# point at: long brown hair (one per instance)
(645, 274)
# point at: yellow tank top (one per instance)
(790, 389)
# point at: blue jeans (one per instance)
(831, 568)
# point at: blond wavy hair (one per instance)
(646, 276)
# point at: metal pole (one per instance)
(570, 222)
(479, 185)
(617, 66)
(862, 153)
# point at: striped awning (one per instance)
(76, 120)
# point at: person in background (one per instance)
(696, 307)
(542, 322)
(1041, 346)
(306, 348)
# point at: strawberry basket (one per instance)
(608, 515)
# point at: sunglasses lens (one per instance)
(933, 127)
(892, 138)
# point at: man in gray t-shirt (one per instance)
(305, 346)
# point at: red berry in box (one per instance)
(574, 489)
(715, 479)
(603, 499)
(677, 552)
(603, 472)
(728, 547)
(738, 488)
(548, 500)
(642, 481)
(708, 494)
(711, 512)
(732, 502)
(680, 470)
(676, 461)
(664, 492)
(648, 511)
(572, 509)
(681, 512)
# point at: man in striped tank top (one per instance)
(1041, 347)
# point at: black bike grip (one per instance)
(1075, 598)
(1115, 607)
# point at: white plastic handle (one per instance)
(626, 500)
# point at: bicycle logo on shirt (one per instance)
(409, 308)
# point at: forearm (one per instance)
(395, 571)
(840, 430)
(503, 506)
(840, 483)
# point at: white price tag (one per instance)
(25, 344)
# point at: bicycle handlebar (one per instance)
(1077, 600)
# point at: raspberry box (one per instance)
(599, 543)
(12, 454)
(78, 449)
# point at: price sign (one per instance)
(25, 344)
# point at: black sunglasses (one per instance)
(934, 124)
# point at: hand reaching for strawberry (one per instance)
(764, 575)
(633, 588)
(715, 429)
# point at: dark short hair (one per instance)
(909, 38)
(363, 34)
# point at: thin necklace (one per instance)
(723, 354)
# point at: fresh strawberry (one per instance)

_ _ _ _

*Instructions for the task*
Go through the entries above and reproduce each one exactly.

*Answer to the problem*
# point at: long brown hair (one per instance)
(645, 274)
# point at: yellow tank top (one per instance)
(790, 389)
# point at: blue jeans (one per instance)
(831, 568)
# point at: blond wavy hair (one per instance)
(646, 276)
# point at: metal pole (one per instance)
(570, 222)
(479, 185)
(617, 66)
(862, 153)
# point at: striped awning (one per instance)
(76, 120)
# point at: person in background (one per instance)
(696, 307)
(542, 322)
(1041, 346)
(306, 348)
# point at: strawberry basket (one per instance)
(608, 515)
# point at: sunglasses lens (one per instance)
(933, 127)
(892, 138)
# point at: man in gray t-shirt (one per instance)
(305, 346)
# point at: red berry in box (one per instance)
(574, 489)
(715, 479)
(603, 499)
(677, 552)
(603, 472)
(728, 547)
(738, 488)
(548, 500)
(642, 481)
(708, 494)
(711, 512)
(732, 502)
(680, 470)
(676, 461)
(664, 492)
(648, 511)
(572, 509)
(681, 512)
# point at: man in striped tank top (one per instance)
(1041, 347)
# point at: black bike grip (one per instance)
(1075, 598)
(1115, 607)
# point at: white plastic handle (one per instance)
(626, 500)
# point at: bicycle logo on shirt (one per instance)
(409, 308)
# point at: forearm (one per instance)
(395, 571)
(840, 430)
(503, 506)
(840, 483)
# point at: white price tag (one per instance)
(25, 344)
# point at: bicycle handlebar (one per instance)
(1077, 600)
# point at: raspberry box (one per instance)
(599, 543)
(12, 454)
(78, 449)
# point at: price sign (one per instance)
(25, 344)
# point at: black sunglasses (one per instance)
(934, 124)
# point at: hand reaching for strawberry (one per instance)
(764, 575)
(633, 588)
(715, 429)
# point at: dark short hair (one per instance)
(909, 38)
(363, 34)
# point at: thin necklace (one per instance)
(723, 354)
# point at: fresh strawberry (one per instance)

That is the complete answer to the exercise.